**Stated exercise**
In the material below, begin at the line that has "dry grass in the photo above." and stop after the line that has "(1238, 557)". Write out every line in that span again, requests included, with each coordinate in the answers scaled by 0.75 and rounded to a whole number, halves rounding up.

Stored dataset items
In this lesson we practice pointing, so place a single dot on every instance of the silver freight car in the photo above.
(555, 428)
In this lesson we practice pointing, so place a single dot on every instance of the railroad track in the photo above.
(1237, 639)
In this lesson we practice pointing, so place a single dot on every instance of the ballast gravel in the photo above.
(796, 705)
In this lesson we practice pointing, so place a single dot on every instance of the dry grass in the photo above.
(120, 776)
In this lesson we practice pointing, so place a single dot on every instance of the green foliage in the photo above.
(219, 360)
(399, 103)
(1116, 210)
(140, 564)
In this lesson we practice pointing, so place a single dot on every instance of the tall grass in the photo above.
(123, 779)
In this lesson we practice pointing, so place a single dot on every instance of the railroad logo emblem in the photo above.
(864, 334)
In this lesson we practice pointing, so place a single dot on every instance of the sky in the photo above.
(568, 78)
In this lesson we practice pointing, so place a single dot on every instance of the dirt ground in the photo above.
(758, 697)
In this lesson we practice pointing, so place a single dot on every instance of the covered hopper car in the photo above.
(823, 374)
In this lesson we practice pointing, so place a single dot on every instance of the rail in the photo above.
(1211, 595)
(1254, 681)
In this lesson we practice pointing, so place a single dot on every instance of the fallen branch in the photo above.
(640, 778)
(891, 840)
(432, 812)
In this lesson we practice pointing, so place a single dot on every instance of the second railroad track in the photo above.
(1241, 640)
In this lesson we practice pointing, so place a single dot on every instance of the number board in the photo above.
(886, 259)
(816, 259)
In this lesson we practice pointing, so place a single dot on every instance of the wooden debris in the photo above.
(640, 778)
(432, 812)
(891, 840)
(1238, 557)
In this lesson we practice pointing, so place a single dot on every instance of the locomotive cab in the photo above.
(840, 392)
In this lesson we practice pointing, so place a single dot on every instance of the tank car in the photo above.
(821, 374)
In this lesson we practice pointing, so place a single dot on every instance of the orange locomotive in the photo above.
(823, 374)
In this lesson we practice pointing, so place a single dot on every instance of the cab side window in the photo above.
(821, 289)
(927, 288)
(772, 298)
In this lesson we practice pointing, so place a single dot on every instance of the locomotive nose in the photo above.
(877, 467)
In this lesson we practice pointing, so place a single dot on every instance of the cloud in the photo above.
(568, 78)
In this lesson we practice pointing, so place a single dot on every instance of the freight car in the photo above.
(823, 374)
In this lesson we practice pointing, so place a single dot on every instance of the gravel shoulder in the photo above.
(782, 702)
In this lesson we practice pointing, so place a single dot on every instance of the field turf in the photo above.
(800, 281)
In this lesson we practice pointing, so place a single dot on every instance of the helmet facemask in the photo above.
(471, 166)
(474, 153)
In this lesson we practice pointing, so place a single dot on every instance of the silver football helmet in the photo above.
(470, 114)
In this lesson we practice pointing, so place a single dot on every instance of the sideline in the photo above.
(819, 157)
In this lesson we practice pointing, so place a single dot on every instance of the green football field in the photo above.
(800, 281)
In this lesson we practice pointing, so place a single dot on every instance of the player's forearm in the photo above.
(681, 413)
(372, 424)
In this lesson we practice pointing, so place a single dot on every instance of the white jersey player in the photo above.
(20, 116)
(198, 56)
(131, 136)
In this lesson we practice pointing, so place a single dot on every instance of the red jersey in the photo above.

**Response for this exercise**
In this lesson we practice pointing, so place a single dot on every instance of the dry grass in the photo above.
(90, 582)
In this lesson we practice pointing, so place a single dot on every instance of the green foliage in the photo above.
(164, 270)
(299, 77)
(837, 158)
(105, 423)
In this lesson we practice pointing, so place a single dot on every instance of the tall grass in the photo above.
(92, 584)
In this lesson we practice pointing, so place a single dot on every instance of the railroad logo emblem in the photo above.
(648, 251)
In this lesson we practice pointing, so place a single dot on every instance of the sky in the photo above.
(426, 59)
In this lesson we practice pointing, so place a single dot on every instance of the dirt ground in the photo above.
(569, 523)
In this lesson we practice pointing, so place a single dot on every instance of the covered hopper car in the photo above.
(617, 281)
In this lesson we practice pointing, so place a single dot on every instance of the rail in the photo above.
(908, 446)
(941, 511)
In this lesson we practice pointing, so place a single dot on every instance of the fallen branch in the photo above.
(480, 584)
(668, 630)
(324, 609)
In this lesson we practice pointing, so place a single dot on every instance of the second railroad track in the photo above.
(931, 480)
In this lesson we practice pointing, so place a single dot on every instance of the number board in the photo above.
(665, 194)
(612, 194)
In this lesson we practice pointing, so place a single dot on every instance of the wooden debris in the photo above.
(480, 584)
(324, 609)
(668, 630)
(929, 418)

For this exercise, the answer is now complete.